Segment Start: Records to use

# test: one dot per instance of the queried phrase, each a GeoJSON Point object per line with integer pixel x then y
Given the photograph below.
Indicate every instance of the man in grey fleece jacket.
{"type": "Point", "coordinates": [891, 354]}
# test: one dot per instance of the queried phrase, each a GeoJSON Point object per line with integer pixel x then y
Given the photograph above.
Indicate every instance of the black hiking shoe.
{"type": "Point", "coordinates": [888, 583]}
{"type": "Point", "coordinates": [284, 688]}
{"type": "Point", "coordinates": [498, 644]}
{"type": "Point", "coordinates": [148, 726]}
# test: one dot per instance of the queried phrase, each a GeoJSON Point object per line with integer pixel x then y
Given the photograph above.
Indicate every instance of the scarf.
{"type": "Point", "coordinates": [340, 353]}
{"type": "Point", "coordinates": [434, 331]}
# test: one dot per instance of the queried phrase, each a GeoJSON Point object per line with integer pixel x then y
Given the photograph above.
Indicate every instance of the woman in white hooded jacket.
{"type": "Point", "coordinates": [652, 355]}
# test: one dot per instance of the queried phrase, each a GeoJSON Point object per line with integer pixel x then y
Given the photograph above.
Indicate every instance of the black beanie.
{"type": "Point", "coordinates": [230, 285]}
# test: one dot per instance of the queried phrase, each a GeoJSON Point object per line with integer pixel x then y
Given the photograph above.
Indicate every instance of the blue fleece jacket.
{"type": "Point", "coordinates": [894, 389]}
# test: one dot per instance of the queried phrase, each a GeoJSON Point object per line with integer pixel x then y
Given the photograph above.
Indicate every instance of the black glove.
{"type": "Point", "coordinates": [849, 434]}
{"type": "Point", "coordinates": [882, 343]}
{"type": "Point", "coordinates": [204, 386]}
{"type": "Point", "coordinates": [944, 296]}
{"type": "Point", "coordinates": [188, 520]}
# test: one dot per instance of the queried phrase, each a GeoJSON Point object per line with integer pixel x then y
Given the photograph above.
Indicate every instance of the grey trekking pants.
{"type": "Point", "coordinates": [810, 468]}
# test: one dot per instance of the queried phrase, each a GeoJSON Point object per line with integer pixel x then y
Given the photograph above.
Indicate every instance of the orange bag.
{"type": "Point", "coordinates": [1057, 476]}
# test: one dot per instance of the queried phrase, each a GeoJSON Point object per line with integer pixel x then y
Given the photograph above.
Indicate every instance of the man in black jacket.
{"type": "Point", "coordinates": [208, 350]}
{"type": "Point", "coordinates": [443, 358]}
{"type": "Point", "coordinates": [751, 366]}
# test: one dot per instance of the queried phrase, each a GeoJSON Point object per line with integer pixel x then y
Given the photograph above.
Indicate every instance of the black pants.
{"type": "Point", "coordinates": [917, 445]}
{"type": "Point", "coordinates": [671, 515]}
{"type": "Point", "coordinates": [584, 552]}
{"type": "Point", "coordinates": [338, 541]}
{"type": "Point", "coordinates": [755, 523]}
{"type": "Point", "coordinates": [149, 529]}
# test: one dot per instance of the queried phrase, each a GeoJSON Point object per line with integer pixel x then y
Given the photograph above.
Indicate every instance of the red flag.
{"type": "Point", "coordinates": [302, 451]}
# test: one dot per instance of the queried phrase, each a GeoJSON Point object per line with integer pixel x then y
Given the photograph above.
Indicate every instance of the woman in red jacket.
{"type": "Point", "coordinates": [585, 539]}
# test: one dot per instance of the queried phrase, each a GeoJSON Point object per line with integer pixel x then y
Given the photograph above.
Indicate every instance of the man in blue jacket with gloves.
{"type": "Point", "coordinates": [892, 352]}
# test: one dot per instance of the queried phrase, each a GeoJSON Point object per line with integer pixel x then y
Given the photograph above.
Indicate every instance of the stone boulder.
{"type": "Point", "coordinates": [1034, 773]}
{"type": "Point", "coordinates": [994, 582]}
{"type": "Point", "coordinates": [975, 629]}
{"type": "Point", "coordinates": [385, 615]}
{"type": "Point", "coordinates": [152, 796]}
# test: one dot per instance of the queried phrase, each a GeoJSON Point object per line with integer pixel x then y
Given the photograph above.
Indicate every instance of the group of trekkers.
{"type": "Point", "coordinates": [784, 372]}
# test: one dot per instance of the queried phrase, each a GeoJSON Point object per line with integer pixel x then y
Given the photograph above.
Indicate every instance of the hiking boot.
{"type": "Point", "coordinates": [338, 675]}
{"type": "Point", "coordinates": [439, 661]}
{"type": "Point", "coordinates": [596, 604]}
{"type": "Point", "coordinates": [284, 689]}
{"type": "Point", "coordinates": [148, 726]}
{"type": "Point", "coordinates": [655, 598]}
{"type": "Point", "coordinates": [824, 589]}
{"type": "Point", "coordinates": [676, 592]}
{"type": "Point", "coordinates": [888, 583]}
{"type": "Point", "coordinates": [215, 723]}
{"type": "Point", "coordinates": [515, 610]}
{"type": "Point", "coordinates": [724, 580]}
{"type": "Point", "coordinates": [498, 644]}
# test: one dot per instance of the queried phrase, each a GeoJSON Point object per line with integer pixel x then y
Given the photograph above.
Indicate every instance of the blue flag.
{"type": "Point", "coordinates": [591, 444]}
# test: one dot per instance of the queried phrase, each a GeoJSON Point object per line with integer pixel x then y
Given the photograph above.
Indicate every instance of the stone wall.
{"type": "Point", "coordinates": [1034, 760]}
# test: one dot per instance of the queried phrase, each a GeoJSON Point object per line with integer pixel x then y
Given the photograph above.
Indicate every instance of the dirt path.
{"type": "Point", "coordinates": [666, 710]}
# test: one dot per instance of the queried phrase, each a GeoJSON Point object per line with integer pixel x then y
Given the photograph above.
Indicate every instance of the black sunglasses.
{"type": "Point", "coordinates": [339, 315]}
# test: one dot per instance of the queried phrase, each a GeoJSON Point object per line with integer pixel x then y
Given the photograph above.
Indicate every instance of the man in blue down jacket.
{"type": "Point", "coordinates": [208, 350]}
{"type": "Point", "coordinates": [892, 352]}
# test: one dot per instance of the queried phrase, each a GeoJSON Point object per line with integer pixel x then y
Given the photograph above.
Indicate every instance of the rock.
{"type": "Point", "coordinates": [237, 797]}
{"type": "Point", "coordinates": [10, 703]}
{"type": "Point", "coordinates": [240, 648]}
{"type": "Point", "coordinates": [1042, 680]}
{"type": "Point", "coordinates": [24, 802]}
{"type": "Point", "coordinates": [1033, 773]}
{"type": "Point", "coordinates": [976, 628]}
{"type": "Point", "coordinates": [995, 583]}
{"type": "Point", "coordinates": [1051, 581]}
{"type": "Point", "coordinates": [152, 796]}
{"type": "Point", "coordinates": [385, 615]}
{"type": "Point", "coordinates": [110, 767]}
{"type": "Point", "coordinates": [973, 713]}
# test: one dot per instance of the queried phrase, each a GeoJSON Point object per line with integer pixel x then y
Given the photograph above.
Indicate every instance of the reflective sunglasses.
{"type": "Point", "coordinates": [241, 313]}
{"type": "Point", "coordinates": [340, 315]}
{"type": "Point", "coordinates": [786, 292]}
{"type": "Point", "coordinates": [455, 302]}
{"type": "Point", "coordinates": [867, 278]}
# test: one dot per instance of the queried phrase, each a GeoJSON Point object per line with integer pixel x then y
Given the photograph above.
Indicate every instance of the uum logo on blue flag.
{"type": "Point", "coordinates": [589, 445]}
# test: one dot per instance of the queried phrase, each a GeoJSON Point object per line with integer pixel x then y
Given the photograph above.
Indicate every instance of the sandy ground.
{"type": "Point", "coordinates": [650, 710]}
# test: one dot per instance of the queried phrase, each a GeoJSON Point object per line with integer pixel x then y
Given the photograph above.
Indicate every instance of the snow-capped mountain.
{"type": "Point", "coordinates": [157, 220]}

Segment End: Records to use

= The task =
Your reply should match the data above exactly, line for line.

= Response area =
# test: one dot per instance of the queried phrase, each a GeoJSON Point object per line with integer pixel x then y
Given the photograph below.
Indicate every instance of the man in grey fleece jacket.
{"type": "Point", "coordinates": [891, 354]}
# test: one dot per instance of the queried phrase, each a GeoJSON Point object per line with integer pixel x then y
Given the photograph above.
Indicate every instance of the black hiking shoe.
{"type": "Point", "coordinates": [888, 583]}
{"type": "Point", "coordinates": [284, 688]}
{"type": "Point", "coordinates": [498, 644]}
{"type": "Point", "coordinates": [148, 726]}
# test: one dot per instance of the queried phrase, each a GeoJSON Point object per line with integer pixel x then y
Given the photograph above.
Indicate every instance of the scarf.
{"type": "Point", "coordinates": [340, 353]}
{"type": "Point", "coordinates": [434, 331]}
# test: one dot per instance of the queried phrase, each a GeoJSON Point object per line with integer pixel x then y
Given the photograph above.
Indicate every instance of the woman in white hooded jacket.
{"type": "Point", "coordinates": [652, 355]}
# test: one dot per instance of the queried phrase, each a GeoJSON Point object per line with integer pixel x then y
Given the photograph above.
Indicate every instance of the black beanie.
{"type": "Point", "coordinates": [230, 285]}
# test: one dot per instance of the queried phrase, each a GeoJSON Point object per line with integer pixel x then y
Given the photograph above.
Indicate every instance of the blue fleece jacket.
{"type": "Point", "coordinates": [894, 389]}
# test: one dot per instance of the queried phrase, each a GeoJSON Point object per line with integer pixel x then y
Given the photograph above.
Indicate every instance of the black glove.
{"type": "Point", "coordinates": [849, 434]}
{"type": "Point", "coordinates": [882, 343]}
{"type": "Point", "coordinates": [204, 386]}
{"type": "Point", "coordinates": [944, 296]}
{"type": "Point", "coordinates": [188, 520]}
# test: one dot per instance of the queried phrase, each a GeoJSON Point object per line with integer pixel x then y
Given the photograph above.
Indicate every instance of the grey trekking pants.
{"type": "Point", "coordinates": [810, 468]}
# test: one dot per instance of the queried phrase, each a GeoJSON Point object per line with integer pixel x then y
Given the photograph above.
Indicate every instance of the orange bag.
{"type": "Point", "coordinates": [1057, 476]}
# test: one dot per instance of the queried phrase, each a GeoJSON Point object per line with integer pixel x then y
Given the photograph above.
Indicate every instance of the man in black jacket.
{"type": "Point", "coordinates": [208, 350]}
{"type": "Point", "coordinates": [443, 358]}
{"type": "Point", "coordinates": [751, 366]}
# test: one dot per instance of the queried phrase, each a GeoJSON Point object per line with integer pixel x then y
Given the photograph above.
Indicate every instance of the black pants.
{"type": "Point", "coordinates": [917, 445]}
{"type": "Point", "coordinates": [671, 515]}
{"type": "Point", "coordinates": [584, 552]}
{"type": "Point", "coordinates": [338, 541]}
{"type": "Point", "coordinates": [755, 523]}
{"type": "Point", "coordinates": [149, 529]}
# test: one dot per instance of the queried phrase, each a GeoJSON Point object per line with integer pixel x then y
Given the photograph above.
Indicate every instance of the red flag.
{"type": "Point", "coordinates": [302, 451]}
# test: one dot per instance of the queried phrase, each a GeoJSON Point object per line with integer pixel x then y
Given the photograph above.
Indicate every instance of the woman in red jacket.
{"type": "Point", "coordinates": [585, 539]}
# test: one dot per instance of the queried phrase, each a GeoJSON Point object per line with integer pixel x then y
Given the photograph above.
Indicate every instance of the man in blue jacket with gloves.
{"type": "Point", "coordinates": [892, 352]}
# test: one dot per instance of the queried phrase, each a GeoJSON Point object per line with integer pixel x then y
Given the photograph above.
Indicate every instance of the stone boulder.
{"type": "Point", "coordinates": [1034, 773]}
{"type": "Point", "coordinates": [994, 582]}
{"type": "Point", "coordinates": [975, 629]}
{"type": "Point", "coordinates": [385, 615]}
{"type": "Point", "coordinates": [152, 796]}
# test: one dot per instance of the queried phrase, each a GeoJSON Point object per line with integer pixel x then y
Given the photograph above.
Indicate every instance of the group of trekkers.
{"type": "Point", "coordinates": [784, 372]}
# test: one dot per instance of the queried phrase, each a GeoJSON Point object per line with integer pixel x then y
Given the photograph above.
Indicate every instance of the hiking boot.
{"type": "Point", "coordinates": [338, 675]}
{"type": "Point", "coordinates": [439, 661]}
{"type": "Point", "coordinates": [596, 604]}
{"type": "Point", "coordinates": [284, 689]}
{"type": "Point", "coordinates": [148, 726]}
{"type": "Point", "coordinates": [655, 598]}
{"type": "Point", "coordinates": [824, 589]}
{"type": "Point", "coordinates": [676, 592]}
{"type": "Point", "coordinates": [888, 583]}
{"type": "Point", "coordinates": [215, 723]}
{"type": "Point", "coordinates": [515, 610]}
{"type": "Point", "coordinates": [724, 580]}
{"type": "Point", "coordinates": [498, 644]}
# test: one dot per instance of the queried phrase, each a GeoJSON Point object per line with integer pixel x then y
Given the photograph above.
Indicate every instance of the blue flag.
{"type": "Point", "coordinates": [591, 444]}
# test: one dot per instance of the queried phrase, each a GeoJSON Point object per line with integer pixel x then y
Given the photograph above.
Indicate every instance of the stone wall.
{"type": "Point", "coordinates": [1034, 760]}
# test: one dot per instance of the queried phrase, each a GeoJSON Point object per line with integer pixel x then y
Given the photograph above.
Indicate every instance of the dirt path.
{"type": "Point", "coordinates": [666, 710]}
# test: one dot per instance of the queried phrase, each a GeoJSON Point object per line with integer pixel x then y
Given the photograph above.
Indicate every instance of the black sunglasses.
{"type": "Point", "coordinates": [339, 315]}
# test: one dot per instance of the queried phrase, each a GeoJSON Point object per line with integer pixel x then y
Given the photograph above.
Indicate every instance of the man in blue down jacket.
{"type": "Point", "coordinates": [208, 350]}
{"type": "Point", "coordinates": [892, 352]}
# test: one dot per instance of the queried phrase, each a GeoJSON Point object per line with integer pixel x then y
Given the photograph above.
Indicate every instance of the rock.
{"type": "Point", "coordinates": [237, 797]}
{"type": "Point", "coordinates": [10, 703]}
{"type": "Point", "coordinates": [240, 648]}
{"type": "Point", "coordinates": [1042, 680]}
{"type": "Point", "coordinates": [24, 802]}
{"type": "Point", "coordinates": [1033, 773]}
{"type": "Point", "coordinates": [976, 628]}
{"type": "Point", "coordinates": [995, 583]}
{"type": "Point", "coordinates": [1051, 581]}
{"type": "Point", "coordinates": [152, 796]}
{"type": "Point", "coordinates": [385, 615]}
{"type": "Point", "coordinates": [110, 767]}
{"type": "Point", "coordinates": [973, 713]}
# test: one dot per instance of the queried phrase, each a GeoJSON Point object per line with integer pixel x then y
Given the photograph above.
Indicate every instance of the reflective sunglasses.
{"type": "Point", "coordinates": [241, 313]}
{"type": "Point", "coordinates": [340, 315]}
{"type": "Point", "coordinates": [786, 292]}
{"type": "Point", "coordinates": [455, 302]}
{"type": "Point", "coordinates": [867, 278]}
# test: one dot per instance of the queried phrase, each a GeoJSON Point object per line with integer pixel x then y
Given the photograph above.
Indicate every instance of the uum logo on blue flag.
{"type": "Point", "coordinates": [589, 445]}
# test: one dot per instance of the queried phrase, each a GeoJSON Point object per line with integer pixel x then y
Given the photograph above.
Indicate every instance of the sandy ground.
{"type": "Point", "coordinates": [650, 710]}
# test: one dot per instance of the queried phrase, each a GeoJSON Point object per line with integer pixel x then y
Given the photograph above.
Indicate every instance of the snow-capped mountain.
{"type": "Point", "coordinates": [157, 220]}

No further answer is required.